● Problem requirements: Print the listing below once more, unchanged.

● Recorded information:
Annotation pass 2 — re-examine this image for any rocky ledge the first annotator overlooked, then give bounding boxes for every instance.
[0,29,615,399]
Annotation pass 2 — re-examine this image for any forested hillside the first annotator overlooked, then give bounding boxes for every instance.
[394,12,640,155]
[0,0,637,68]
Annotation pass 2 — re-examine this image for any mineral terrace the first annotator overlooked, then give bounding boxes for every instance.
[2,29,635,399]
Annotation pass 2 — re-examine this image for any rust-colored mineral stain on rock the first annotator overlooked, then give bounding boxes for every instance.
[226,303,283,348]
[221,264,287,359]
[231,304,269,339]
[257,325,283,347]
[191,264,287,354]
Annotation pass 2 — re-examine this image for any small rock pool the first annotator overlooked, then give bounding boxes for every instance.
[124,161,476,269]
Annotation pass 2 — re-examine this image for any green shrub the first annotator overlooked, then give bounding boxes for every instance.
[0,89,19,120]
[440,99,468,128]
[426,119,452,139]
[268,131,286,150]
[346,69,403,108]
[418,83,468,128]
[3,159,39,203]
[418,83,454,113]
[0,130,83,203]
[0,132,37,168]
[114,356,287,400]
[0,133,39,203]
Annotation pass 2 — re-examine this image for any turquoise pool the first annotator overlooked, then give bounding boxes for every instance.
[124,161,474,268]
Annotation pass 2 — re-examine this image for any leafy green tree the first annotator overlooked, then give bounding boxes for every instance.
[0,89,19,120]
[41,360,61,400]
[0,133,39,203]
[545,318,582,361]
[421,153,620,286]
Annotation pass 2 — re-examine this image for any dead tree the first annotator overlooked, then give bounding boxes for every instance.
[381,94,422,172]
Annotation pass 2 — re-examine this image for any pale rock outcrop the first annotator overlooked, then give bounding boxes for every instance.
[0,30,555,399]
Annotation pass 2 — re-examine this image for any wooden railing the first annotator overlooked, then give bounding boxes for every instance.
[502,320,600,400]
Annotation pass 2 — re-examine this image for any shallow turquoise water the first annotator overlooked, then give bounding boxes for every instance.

● Output:
Annotation pass 2 — re-examine this image for any rocky ledge the first annotator overlooked, then give bounding boxes for every instance.
[0,29,615,399]
Annotation pass 2 — re-examine this image for any forested hillside the first annotator overlooked, then give bounding boxes for every instance.
[394,12,640,155]
[0,0,637,68]
Annotation pass 2 — re-examine this image for any mineral terrace the first annotator overlooked, then give bounding boxes for every instance.
[2,29,635,399]
Annotation pass 2 — re-examine this image for any rust-colored mineral stain on rock the first annotator overlooked, then give bounding boxes for every instance.
[226,303,283,348]
[221,264,287,359]
[231,304,269,339]
[257,325,283,347]
[191,264,287,354]
Annotation pass 2 — re-examine this image for any small rock pool the first annotator overlooked, then give bounding boxes for every instance.
[124,161,476,269]
Annotation pass 2 — re-examine this image for any green shrub the first annotator overlooked, then give bounding boxes for every instance.
[0,89,19,120]
[440,99,468,128]
[426,119,452,139]
[268,131,286,150]
[346,69,403,108]
[418,83,468,128]
[3,159,39,203]
[418,83,454,113]
[0,130,83,203]
[0,132,37,168]
[114,356,287,400]
[0,133,39,203]
Annotation pass 2 — re-examine this image for any turquoise pool the first annotator overlooked, then give bounding boxes for every instance.
[124,161,474,268]
Annotation pass 2 — re-examine this image for any leafy green tree the first annotator overlooked, then give bounding boxes for every instance.
[0,89,19,120]
[41,360,61,400]
[0,133,39,203]
[545,318,582,361]
[421,153,620,286]
Annotation pass 2 — re-examine this image for any dead tree the first annotator overlooked, then give bounding boxes for every instance.
[381,94,422,172]
Annotation pass 2 — re-examine this image for any pale rock outcrop the first annotator overlooked, then give bounding boxes for every instance.
[0,30,555,399]
Annotation pass 2 — re-examine this image for any wooden railing the first annotator overlooked, then give bounding boxes for every instance.
[502,320,600,400]
Annotation pass 2 — re-examine this image for any shallow turquoise water the first annotator overlooked, then give bounding boxes for every instance.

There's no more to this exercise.